(begin)

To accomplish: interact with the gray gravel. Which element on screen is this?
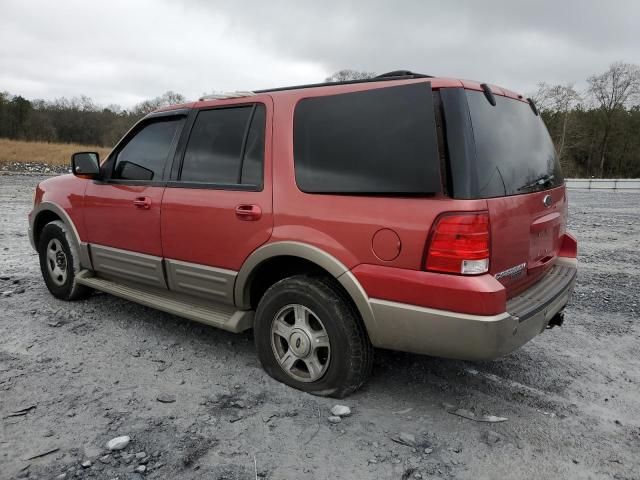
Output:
[0,175,640,479]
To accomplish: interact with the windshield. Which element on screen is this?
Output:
[466,90,564,198]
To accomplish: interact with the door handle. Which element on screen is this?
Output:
[236,205,262,222]
[133,197,151,210]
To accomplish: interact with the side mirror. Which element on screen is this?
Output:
[71,152,100,178]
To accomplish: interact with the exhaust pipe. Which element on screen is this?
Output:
[547,311,564,329]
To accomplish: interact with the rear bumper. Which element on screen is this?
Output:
[369,257,577,360]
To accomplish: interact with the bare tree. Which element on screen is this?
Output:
[587,62,640,177]
[532,82,582,162]
[131,90,186,116]
[325,69,376,82]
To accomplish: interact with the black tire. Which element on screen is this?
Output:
[254,275,373,398]
[38,220,92,300]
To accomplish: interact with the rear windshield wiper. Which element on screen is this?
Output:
[518,173,555,191]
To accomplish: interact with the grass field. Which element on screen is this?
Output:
[0,138,111,165]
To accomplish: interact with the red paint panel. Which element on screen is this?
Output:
[36,175,87,241]
[84,180,164,257]
[487,186,567,298]
[352,265,507,315]
[162,187,273,270]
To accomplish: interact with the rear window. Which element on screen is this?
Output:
[293,83,441,194]
[466,91,564,198]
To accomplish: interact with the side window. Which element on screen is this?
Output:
[293,83,441,194]
[180,105,265,186]
[111,118,184,181]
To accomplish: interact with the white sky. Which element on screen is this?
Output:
[0,0,640,107]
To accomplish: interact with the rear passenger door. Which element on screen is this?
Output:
[161,97,273,303]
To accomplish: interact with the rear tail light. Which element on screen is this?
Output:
[425,212,490,275]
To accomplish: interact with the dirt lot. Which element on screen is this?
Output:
[0,176,640,480]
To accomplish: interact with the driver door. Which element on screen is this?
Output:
[84,114,186,288]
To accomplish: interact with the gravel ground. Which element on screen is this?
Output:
[0,175,640,480]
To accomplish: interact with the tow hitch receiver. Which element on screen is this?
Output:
[547,311,564,329]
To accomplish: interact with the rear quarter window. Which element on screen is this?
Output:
[293,83,441,194]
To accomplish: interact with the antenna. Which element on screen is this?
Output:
[198,91,256,102]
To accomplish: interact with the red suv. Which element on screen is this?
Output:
[29,71,577,397]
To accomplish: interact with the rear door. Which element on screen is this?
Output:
[161,96,273,303]
[84,114,186,287]
[443,86,567,296]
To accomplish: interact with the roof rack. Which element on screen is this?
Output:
[254,70,433,93]
[198,91,256,102]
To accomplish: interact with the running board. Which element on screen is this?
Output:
[76,270,254,333]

(end)

Reproduce every line precisely as given, omitting all pictures.

To accomplish: interact with the gray gravel. Which element on screen is this?
Output:
[0,175,640,479]
To accomplish: interact with the windshield. Which element on screen is this?
Output:
[466,90,564,198]
To accomplish: interact with the door handle. Which element on screen is this?
Output:
[236,205,262,222]
[133,197,151,210]
To accomplish: interact with the side mirror. Which element on screen is this?
Output:
[71,152,100,178]
To accomplish: interact with the exhaust pipe. Which element on screen is this?
Output:
[547,311,564,329]
To accomplish: interact with the rear bumper. Which element on screen is this?
Output:
[369,257,577,360]
To accomplish: interact with the bare tree. Which element on screen is this?
Output:
[587,62,640,177]
[532,82,582,162]
[131,90,186,116]
[325,69,376,82]
To accomplish: interact with the black tire. Which element on screen is this?
Output:
[254,275,373,398]
[38,220,92,300]
To accomplish: interact with the rear windshield wiper. Which element on screen is this?
Output:
[518,173,555,191]
To accomplish: interact with the grass field. Which element on screen is this?
Output:
[0,138,111,165]
To accomplish: interact with the red paint panel. Which element on screen is this?
Output:
[36,175,87,241]
[84,180,164,257]
[487,186,567,298]
[352,265,507,315]
[162,187,273,270]
To accomplish: interact with the rear window. Which element on screen is this?
Output:
[293,83,441,194]
[466,91,564,198]
To accomplish: interact with the side window. Which element on screen is this?
Output:
[293,83,441,194]
[180,105,265,186]
[111,118,184,181]
To accomplish: interact with the white sky. Which element on screen is this?
Output:
[0,0,640,107]
To accomplish: interact with the rear passenger door. Which element on screen is this?
Output:
[161,97,273,303]
To accomplish: interact with the rear tail light. Which element on screen is this?
Output:
[425,212,490,275]
To accomplish: interact with the dirt lot. Which element on screen is this?
Output:
[0,176,640,480]
To accomplish: interact with the driver door. Which element on screen is this?
Output:
[84,114,186,288]
To accomplish: interact with the gravel ground. Which element on screen is this?
Output:
[0,175,640,480]
To accomplish: interact with the tow hitch receiver. Which element on screen is this?
Output:
[547,311,564,329]
To accomplish: interact with the rear quarter window. Which element on screen is this?
Output:
[293,83,441,194]
To accomplish: interact with the antenna. Which element on screen is this?
Output:
[198,91,256,102]
To accomplish: interact with the red suv. Which element on screen is this?
Output:
[29,71,577,397]
To accomplish: interact with the rear door. Which element on screen is this?
Output:
[161,96,273,303]
[84,114,186,287]
[443,86,567,296]
To accomplish: interact with the roof rack. Which element on screen is this?
Output:
[254,70,433,93]
[198,91,256,102]
To accomplish: interact with the running board. Which element on screen is this?
Output:
[76,270,254,333]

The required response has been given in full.